## 課題 A
次の(i)〜(iii)が増上寺での回向を記した文章の内容と合っているかどうかを、それぞれ「はい」か「いいえ」で答えてください。各答えには、決め手となる文章中の言葉をそのまま引用して添えてください。
(i) 父は東京に住んでいた。
(ii) 墓の掃除などは松山在住の叔母に頼んでいた。
(iii) 増上寺では一日2回のお勤めが行われている。
## 課題 B
増上寺での回向を記した文章に書かれている事実をもとに、次の問いに答えてください。
(i) 増上寺へは何人で出かけたか。
(ii) 父は筆者に、自分が○○家の何代目だと言っていたか。
(iii) 読経を始めたお坊様は、修行僧を何人ほど従えていたか。
## 課題 C
増上寺での回向を記した文章を、最後の文の後から書き進めてください。

## 本文抜粋
***

サラリーマンの父は東京勤務、住まいは横浜だったから、
墓参りにはそうそう行けるわけではなく、
墓の掃除などのもろもろは松山在住の叔母(父の妹)に頼んでいた。
 
 父は、先の事はさておいても今を楽しむ、がモットーであり、
信心深いとは思えないが、お盆の行事などは意外と律儀にやり、
お前は○○家7代目だから、諸行事を引き継ぐようにと言っていた。
因みに、私も今を楽しむ事に異存はないが、信仰心は全く無い。
 
 ある日曜日、港区芝高輪の増上寺で回向
(えこう:読経により、ご先祖様を供養する)
してもらうから、お供せよとのこと。
実際は運転手をせよとの事で、両親と我夫婦の4人で増上寺に出かけた。
増上寺は浄土宗の総本山で、一日3回のお勤めに合わせて、
希望者にご先祖様の追善回向や、命日回向をしている。
寺に到着して手続きをし、暫し待たされた後本堂に入ると、
所定の位置に座布団が並べられており、そこに案内される。
 

ここで回向が行われる


 定刻になると、10人ほどの修行僧を従えた、お坊様が現れ、
正面の阿弥陀如来像に向かう椅子に座り、読経を始める。

***

## 資料抜粋
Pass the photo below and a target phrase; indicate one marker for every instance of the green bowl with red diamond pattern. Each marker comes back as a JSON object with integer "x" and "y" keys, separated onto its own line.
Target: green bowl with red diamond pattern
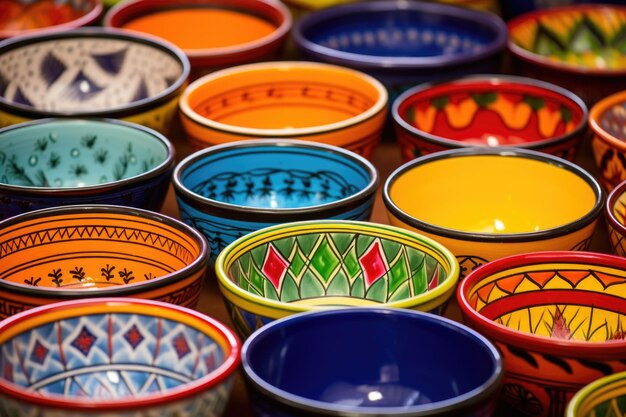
{"x": 303, "y": 266}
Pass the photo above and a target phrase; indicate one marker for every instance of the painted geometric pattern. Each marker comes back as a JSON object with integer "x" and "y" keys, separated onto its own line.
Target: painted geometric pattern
{"x": 108, "y": 356}
{"x": 352, "y": 265}
{"x": 565, "y": 301}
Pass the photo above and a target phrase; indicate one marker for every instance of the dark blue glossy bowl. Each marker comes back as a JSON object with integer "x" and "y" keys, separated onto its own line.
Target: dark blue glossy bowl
{"x": 57, "y": 162}
{"x": 404, "y": 43}
{"x": 365, "y": 362}
{"x": 230, "y": 190}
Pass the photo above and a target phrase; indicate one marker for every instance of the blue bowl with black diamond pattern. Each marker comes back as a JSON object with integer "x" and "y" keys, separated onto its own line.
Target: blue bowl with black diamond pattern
{"x": 120, "y": 357}
{"x": 91, "y": 72}
{"x": 55, "y": 162}
{"x": 228, "y": 191}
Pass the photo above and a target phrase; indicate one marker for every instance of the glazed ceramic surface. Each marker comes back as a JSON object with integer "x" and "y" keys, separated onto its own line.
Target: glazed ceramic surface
{"x": 58, "y": 162}
{"x": 95, "y": 251}
{"x": 580, "y": 48}
{"x": 434, "y": 367}
{"x": 304, "y": 266}
{"x": 604, "y": 397}
{"x": 91, "y": 72}
{"x": 558, "y": 319}
{"x": 217, "y": 33}
{"x": 513, "y": 201}
{"x": 403, "y": 43}
{"x": 489, "y": 111}
{"x": 607, "y": 119}
{"x": 117, "y": 356}
{"x": 298, "y": 100}
{"x": 18, "y": 17}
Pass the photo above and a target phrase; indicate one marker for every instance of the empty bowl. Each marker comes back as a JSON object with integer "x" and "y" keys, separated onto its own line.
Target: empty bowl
{"x": 66, "y": 253}
{"x": 213, "y": 33}
{"x": 577, "y": 47}
{"x": 303, "y": 266}
{"x": 54, "y": 162}
{"x": 404, "y": 43}
{"x": 91, "y": 72}
{"x": 285, "y": 100}
{"x": 489, "y": 110}
{"x": 370, "y": 362}
{"x": 558, "y": 319}
{"x": 228, "y": 191}
{"x": 115, "y": 356}
{"x": 487, "y": 203}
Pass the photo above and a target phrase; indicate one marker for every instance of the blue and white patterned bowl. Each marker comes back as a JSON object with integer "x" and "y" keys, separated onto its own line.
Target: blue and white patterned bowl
{"x": 118, "y": 357}
{"x": 230, "y": 190}
{"x": 56, "y": 162}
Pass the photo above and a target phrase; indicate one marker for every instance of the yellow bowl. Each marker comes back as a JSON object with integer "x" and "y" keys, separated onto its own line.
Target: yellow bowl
{"x": 484, "y": 204}
{"x": 297, "y": 100}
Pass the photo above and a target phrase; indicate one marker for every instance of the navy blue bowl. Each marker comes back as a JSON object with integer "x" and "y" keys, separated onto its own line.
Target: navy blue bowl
{"x": 57, "y": 162}
{"x": 230, "y": 190}
{"x": 364, "y": 362}
{"x": 404, "y": 43}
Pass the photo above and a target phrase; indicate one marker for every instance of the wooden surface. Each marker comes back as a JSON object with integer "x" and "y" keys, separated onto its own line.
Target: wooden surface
{"x": 386, "y": 158}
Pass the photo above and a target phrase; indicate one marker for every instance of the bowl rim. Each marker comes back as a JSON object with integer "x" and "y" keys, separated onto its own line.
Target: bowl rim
{"x": 496, "y": 81}
{"x": 388, "y": 64}
{"x": 468, "y": 399}
{"x": 96, "y": 10}
{"x": 190, "y": 114}
{"x": 70, "y": 309}
{"x": 56, "y": 192}
{"x": 542, "y": 61}
{"x": 507, "y": 152}
{"x": 243, "y": 212}
{"x": 596, "y": 113}
{"x": 268, "y": 234}
{"x": 140, "y": 8}
{"x": 129, "y": 109}
{"x": 128, "y": 290}
{"x": 568, "y": 348}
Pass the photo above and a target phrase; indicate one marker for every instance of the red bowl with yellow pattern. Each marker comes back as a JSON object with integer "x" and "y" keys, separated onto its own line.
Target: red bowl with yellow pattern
{"x": 489, "y": 110}
{"x": 559, "y": 320}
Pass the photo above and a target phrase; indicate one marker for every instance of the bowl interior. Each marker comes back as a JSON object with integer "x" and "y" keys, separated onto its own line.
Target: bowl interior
{"x": 590, "y": 38}
{"x": 347, "y": 360}
{"x": 109, "y": 356}
{"x": 276, "y": 177}
{"x": 334, "y": 266}
{"x": 570, "y": 301}
{"x": 85, "y": 72}
{"x": 400, "y": 32}
{"x": 93, "y": 250}
{"x": 493, "y": 113}
{"x": 77, "y": 154}
{"x": 497, "y": 193}
{"x": 283, "y": 97}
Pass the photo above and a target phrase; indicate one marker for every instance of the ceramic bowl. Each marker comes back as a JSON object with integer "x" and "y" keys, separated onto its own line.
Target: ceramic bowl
{"x": 607, "y": 119}
{"x": 404, "y": 43}
{"x": 115, "y": 356}
{"x": 301, "y": 266}
{"x": 73, "y": 252}
{"x": 20, "y": 17}
{"x": 489, "y": 110}
{"x": 298, "y": 100}
{"x": 370, "y": 362}
{"x": 56, "y": 162}
{"x": 228, "y": 191}
{"x": 600, "y": 398}
{"x": 487, "y": 203}
{"x": 91, "y": 72}
{"x": 576, "y": 47}
{"x": 217, "y": 33}
{"x": 558, "y": 318}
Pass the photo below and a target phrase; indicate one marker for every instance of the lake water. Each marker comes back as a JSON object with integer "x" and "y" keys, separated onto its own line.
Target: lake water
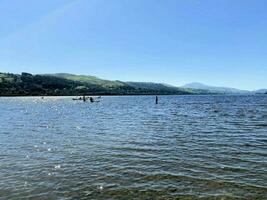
{"x": 186, "y": 147}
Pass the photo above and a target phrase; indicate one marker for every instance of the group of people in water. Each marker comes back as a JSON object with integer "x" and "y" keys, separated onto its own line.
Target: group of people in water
{"x": 91, "y": 99}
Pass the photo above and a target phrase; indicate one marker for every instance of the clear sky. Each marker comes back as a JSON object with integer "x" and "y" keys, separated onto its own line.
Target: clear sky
{"x": 216, "y": 42}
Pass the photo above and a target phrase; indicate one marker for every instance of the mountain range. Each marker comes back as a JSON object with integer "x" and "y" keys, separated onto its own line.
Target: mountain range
{"x": 71, "y": 84}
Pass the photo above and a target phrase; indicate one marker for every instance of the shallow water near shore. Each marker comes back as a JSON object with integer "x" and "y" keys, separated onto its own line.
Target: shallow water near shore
{"x": 185, "y": 147}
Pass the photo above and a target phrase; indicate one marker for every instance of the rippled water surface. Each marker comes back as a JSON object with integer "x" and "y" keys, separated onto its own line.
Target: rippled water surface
{"x": 186, "y": 147}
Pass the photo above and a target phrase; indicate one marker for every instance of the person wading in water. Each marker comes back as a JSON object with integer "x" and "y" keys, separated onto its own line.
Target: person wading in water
{"x": 157, "y": 100}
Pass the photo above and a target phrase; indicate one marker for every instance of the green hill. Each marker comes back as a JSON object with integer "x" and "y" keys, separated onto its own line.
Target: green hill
{"x": 26, "y": 84}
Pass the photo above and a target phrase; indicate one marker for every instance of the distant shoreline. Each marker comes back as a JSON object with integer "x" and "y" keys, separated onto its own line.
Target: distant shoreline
{"x": 107, "y": 95}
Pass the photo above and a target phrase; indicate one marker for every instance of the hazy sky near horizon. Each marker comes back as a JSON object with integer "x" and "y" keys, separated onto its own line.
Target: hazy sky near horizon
{"x": 216, "y": 42}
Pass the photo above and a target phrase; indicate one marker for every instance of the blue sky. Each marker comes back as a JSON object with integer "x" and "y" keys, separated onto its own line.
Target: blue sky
{"x": 217, "y": 42}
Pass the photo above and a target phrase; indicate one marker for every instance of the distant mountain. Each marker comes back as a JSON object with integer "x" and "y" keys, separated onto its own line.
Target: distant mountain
{"x": 88, "y": 79}
{"x": 261, "y": 91}
{"x": 165, "y": 88}
{"x": 26, "y": 84}
{"x": 213, "y": 89}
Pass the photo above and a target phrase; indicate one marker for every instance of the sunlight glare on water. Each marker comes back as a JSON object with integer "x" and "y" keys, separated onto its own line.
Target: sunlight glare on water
{"x": 185, "y": 147}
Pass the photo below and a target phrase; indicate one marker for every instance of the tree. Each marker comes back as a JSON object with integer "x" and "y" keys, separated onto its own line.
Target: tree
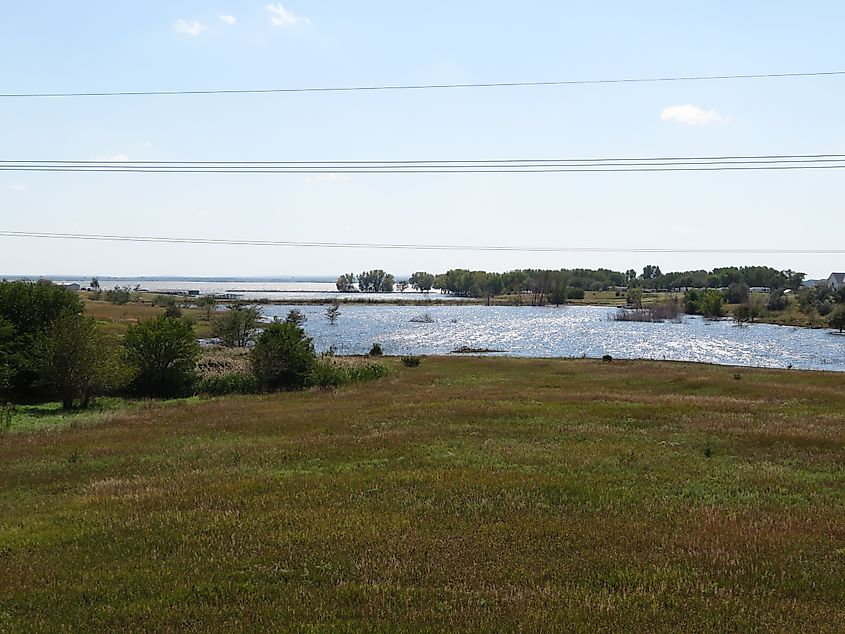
{"x": 737, "y": 293}
{"x": 208, "y": 304}
{"x": 296, "y": 317}
{"x": 163, "y": 351}
{"x": 375, "y": 281}
{"x": 777, "y": 300}
{"x": 635, "y": 297}
{"x": 282, "y": 357}
{"x": 346, "y": 283}
{"x": 422, "y": 281}
{"x": 746, "y": 313}
{"x": 707, "y": 302}
{"x": 26, "y": 310}
{"x": 837, "y": 318}
{"x": 236, "y": 328}
{"x": 332, "y": 313}
{"x": 7, "y": 369}
{"x": 76, "y": 361}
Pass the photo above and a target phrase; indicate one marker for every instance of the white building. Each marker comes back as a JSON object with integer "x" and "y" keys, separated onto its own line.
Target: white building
{"x": 836, "y": 281}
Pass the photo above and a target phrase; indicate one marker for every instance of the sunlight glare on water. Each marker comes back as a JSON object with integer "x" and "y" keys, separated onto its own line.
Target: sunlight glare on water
{"x": 573, "y": 331}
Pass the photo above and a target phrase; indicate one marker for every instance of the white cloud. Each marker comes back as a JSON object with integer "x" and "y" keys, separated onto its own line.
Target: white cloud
{"x": 690, "y": 115}
{"x": 328, "y": 178}
{"x": 191, "y": 27}
{"x": 279, "y": 16}
{"x": 113, "y": 158}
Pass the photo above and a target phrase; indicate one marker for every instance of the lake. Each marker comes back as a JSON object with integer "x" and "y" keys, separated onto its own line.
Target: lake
{"x": 253, "y": 290}
{"x": 573, "y": 331}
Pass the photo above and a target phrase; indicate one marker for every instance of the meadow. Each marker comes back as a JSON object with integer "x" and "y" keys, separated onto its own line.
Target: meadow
{"x": 467, "y": 494}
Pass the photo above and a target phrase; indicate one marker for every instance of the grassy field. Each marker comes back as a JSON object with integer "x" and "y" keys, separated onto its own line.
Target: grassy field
{"x": 117, "y": 318}
{"x": 464, "y": 495}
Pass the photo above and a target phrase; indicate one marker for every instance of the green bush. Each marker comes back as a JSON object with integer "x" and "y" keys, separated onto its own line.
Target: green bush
{"x": 283, "y": 357}
{"x": 75, "y": 361}
{"x": 327, "y": 373}
{"x": 28, "y": 309}
{"x": 236, "y": 328}
{"x": 163, "y": 352}
{"x": 223, "y": 384}
{"x": 411, "y": 361}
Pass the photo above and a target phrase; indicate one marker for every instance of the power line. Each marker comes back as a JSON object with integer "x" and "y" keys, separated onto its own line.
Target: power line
{"x": 495, "y": 166}
{"x": 398, "y": 87}
{"x": 401, "y": 246}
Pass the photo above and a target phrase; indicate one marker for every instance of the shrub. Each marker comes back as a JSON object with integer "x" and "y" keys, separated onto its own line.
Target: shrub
{"x": 163, "y": 352}
{"x": 707, "y": 303}
{"x": 777, "y": 300}
{"x": 837, "y": 318}
{"x": 27, "y": 309}
{"x": 575, "y": 293}
{"x": 738, "y": 293}
{"x": 6, "y": 411}
{"x": 282, "y": 357}
{"x": 121, "y": 295}
{"x": 236, "y": 328}
{"x": 328, "y": 372}
{"x": 411, "y": 361}
{"x": 222, "y": 384}
{"x": 75, "y": 361}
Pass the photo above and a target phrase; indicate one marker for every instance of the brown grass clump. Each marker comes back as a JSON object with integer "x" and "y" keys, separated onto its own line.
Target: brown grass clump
{"x": 468, "y": 494}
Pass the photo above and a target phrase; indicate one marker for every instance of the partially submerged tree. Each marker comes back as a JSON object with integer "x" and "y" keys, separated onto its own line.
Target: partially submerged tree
{"x": 163, "y": 352}
{"x": 296, "y": 317}
{"x": 346, "y": 283}
{"x": 333, "y": 313}
{"x": 237, "y": 327}
{"x": 283, "y": 357}
{"x": 208, "y": 304}
{"x": 837, "y": 318}
{"x": 422, "y": 281}
{"x": 375, "y": 281}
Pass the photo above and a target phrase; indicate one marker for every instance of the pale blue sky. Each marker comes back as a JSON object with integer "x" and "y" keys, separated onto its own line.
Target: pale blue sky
{"x": 107, "y": 45}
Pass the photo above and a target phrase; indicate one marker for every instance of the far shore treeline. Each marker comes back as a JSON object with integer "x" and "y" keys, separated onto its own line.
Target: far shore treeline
{"x": 557, "y": 285}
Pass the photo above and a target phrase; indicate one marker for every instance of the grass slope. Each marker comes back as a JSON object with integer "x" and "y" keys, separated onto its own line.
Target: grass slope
{"x": 465, "y": 495}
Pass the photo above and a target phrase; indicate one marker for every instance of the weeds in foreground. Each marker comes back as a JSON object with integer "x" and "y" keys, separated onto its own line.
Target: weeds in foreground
{"x": 6, "y": 416}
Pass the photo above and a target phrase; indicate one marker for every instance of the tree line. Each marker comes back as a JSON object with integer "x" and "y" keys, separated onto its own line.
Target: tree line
{"x": 50, "y": 350}
{"x": 556, "y": 286}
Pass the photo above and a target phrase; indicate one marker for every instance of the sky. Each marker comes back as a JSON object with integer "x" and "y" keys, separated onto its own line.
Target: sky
{"x": 102, "y": 45}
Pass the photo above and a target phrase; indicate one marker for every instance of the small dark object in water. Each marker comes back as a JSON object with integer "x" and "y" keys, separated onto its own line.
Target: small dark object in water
{"x": 469, "y": 350}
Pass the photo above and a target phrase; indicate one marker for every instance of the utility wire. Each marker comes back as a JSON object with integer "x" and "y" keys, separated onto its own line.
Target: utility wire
{"x": 496, "y": 166}
{"x": 400, "y": 246}
{"x": 515, "y": 84}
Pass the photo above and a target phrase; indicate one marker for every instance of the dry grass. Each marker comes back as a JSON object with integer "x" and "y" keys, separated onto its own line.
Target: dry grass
{"x": 116, "y": 319}
{"x": 464, "y": 495}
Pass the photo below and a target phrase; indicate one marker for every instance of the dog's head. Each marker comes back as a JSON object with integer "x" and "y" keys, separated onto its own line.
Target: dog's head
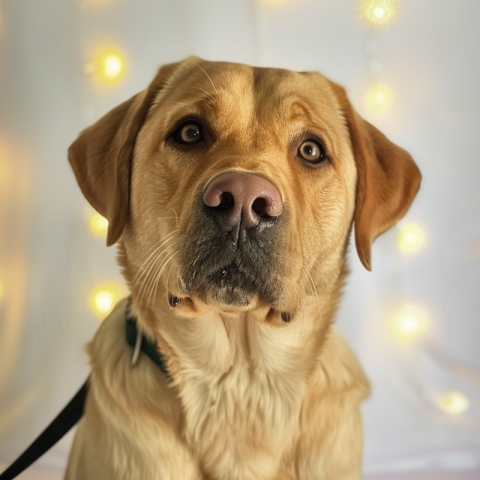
{"x": 236, "y": 187}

***

## 正解 A
(i) いいえ　「住まいは横浜だった」
(ii) はい　「墓の掃除などのもろもろは松山在住の叔母(父の妹)に頼んでいた」
(iii) いいえ　「一日3回のお勤めに合わせて」

## 正解 B
(i) 4人
(ii) 7代目
(iii) 10人ほど

## 正解 C
途中から、後ろの板の間に正座している修行僧が一斉に合唱する。
10人ほどの若者が声を上げるお経は、荘厳で、本堂内に朗々と響き、
意味は分からずとも、思わず聞きほれる。
 
 そのうち、修行僧が我々の前に進み出て、
一人一人が入れ替わりながら丁寧に一礼する。
まだ10代と思しき若者達が、痩せた体に粗末な法衣を纏い、
一心不乱に修行に励んでいる様子だ。
我々に向かって床に頭が着かんばかりに深くお辞儀する時の
邪気の無い澄んだ目が、今でも忘れられない。
 
 10年後、父の指示で、当家の墓は東京の某霊園に改葬した。
今は亡き両親の法要の折は、墓参りを兼ねて霊園付属のお堂で、
浄土宗のお経を上げていただいているが、少々俗っぽい。
一度、増上寺に回向を頼んでみようかと思わぬでもない。